= Your goal =
Recast every line of the rows below as a JSON list of strings, one string per line, leaving out blank lines.

[Outline rows]
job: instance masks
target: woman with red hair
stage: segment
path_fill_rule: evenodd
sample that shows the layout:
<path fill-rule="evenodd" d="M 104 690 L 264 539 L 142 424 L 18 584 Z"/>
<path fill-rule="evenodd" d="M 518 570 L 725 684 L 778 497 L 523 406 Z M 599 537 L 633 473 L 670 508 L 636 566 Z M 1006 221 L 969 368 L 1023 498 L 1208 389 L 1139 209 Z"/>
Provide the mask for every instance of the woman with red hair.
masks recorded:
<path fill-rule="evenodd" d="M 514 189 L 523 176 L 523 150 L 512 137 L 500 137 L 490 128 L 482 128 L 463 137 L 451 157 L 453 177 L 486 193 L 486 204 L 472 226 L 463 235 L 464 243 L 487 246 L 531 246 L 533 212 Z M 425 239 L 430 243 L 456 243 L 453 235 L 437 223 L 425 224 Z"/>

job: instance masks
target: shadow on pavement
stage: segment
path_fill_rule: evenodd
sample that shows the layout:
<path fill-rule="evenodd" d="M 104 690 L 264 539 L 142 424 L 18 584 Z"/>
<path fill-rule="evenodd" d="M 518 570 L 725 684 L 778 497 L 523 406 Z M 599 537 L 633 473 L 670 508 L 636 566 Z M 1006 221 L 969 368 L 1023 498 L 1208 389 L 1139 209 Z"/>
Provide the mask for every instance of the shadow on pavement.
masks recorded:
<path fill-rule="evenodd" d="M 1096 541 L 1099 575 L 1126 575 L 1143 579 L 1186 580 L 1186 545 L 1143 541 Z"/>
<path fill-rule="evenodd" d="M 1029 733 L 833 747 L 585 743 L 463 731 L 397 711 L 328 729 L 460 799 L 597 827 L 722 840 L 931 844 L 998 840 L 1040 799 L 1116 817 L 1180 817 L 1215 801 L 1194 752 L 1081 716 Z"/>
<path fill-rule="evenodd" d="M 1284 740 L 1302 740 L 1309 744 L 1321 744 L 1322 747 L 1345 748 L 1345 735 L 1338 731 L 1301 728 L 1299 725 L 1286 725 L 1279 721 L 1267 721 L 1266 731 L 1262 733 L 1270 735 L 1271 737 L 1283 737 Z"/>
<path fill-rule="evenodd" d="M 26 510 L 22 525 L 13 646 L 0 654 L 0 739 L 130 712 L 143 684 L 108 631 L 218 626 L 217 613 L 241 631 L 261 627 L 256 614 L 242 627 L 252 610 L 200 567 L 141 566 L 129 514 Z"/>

= Output of the task =
[
  "job: instance masks",
  "target: woman with red hair",
  "stage: segment",
  "path_fill_rule: evenodd",
  "sample that shows the layout:",
  "<path fill-rule=\"evenodd\" d=\"M 104 690 L 264 539 L 142 424 L 18 584 Z\"/>",
  "<path fill-rule=\"evenodd\" d=\"M 518 570 L 725 684 L 778 497 L 523 406 Z M 599 537 L 633 473 L 670 508 L 636 566 Z M 1006 221 L 969 368 L 1023 498 L 1208 389 L 1139 209 Z\"/>",
  "Provide the mask for every instance of the woman with red hair.",
  "masks recorded:",
  "<path fill-rule=\"evenodd\" d=\"M 514 189 L 523 176 L 523 150 L 512 137 L 500 137 L 490 128 L 482 128 L 463 137 L 451 157 L 453 177 L 486 193 L 486 204 L 472 226 L 463 235 L 464 243 L 487 246 L 531 246 L 533 212 Z M 425 239 L 430 243 L 456 243 L 453 235 L 437 223 L 425 224 Z\"/>",
  "job: instance masks",
  "target: shadow on pavement",
  "stage: segment",
  "path_fill_rule: evenodd",
  "sample that shows the layout:",
  "<path fill-rule=\"evenodd\" d=\"M 104 690 L 264 539 L 142 424 L 18 584 Z\"/>",
  "<path fill-rule=\"evenodd\" d=\"M 518 570 L 725 684 L 778 497 L 523 406 Z M 599 537 L 633 473 L 670 508 L 636 566 Z M 1006 221 L 969 368 L 1023 498 L 1208 389 L 1139 209 Z\"/>",
  "Provide the mask for every instance of the shadow on pavement.",
  "masks recorded:",
  "<path fill-rule=\"evenodd\" d=\"M 1096 541 L 1099 575 L 1126 575 L 1143 579 L 1186 580 L 1186 545 L 1143 541 Z\"/>",
  "<path fill-rule=\"evenodd\" d=\"M 1029 733 L 833 747 L 585 743 L 463 731 L 397 711 L 328 729 L 460 799 L 597 827 L 722 840 L 931 844 L 998 840 L 1040 799 L 1116 817 L 1180 817 L 1215 801 L 1194 752 L 1081 716 Z\"/>",
  "<path fill-rule=\"evenodd\" d=\"M 1284 740 L 1302 740 L 1309 744 L 1321 744 L 1322 747 L 1345 748 L 1345 735 L 1338 731 L 1301 728 L 1299 725 L 1286 725 L 1279 721 L 1267 721 L 1266 731 L 1262 733 L 1270 735 L 1271 737 L 1283 737 Z\"/>",
  "<path fill-rule=\"evenodd\" d=\"M 26 510 L 22 525 L 13 646 L 0 654 L 0 739 L 130 712 L 143 684 L 108 631 L 218 626 L 217 613 L 241 631 L 261 627 L 256 614 L 242 627 L 252 610 L 200 567 L 141 566 L 129 514 Z\"/>"
]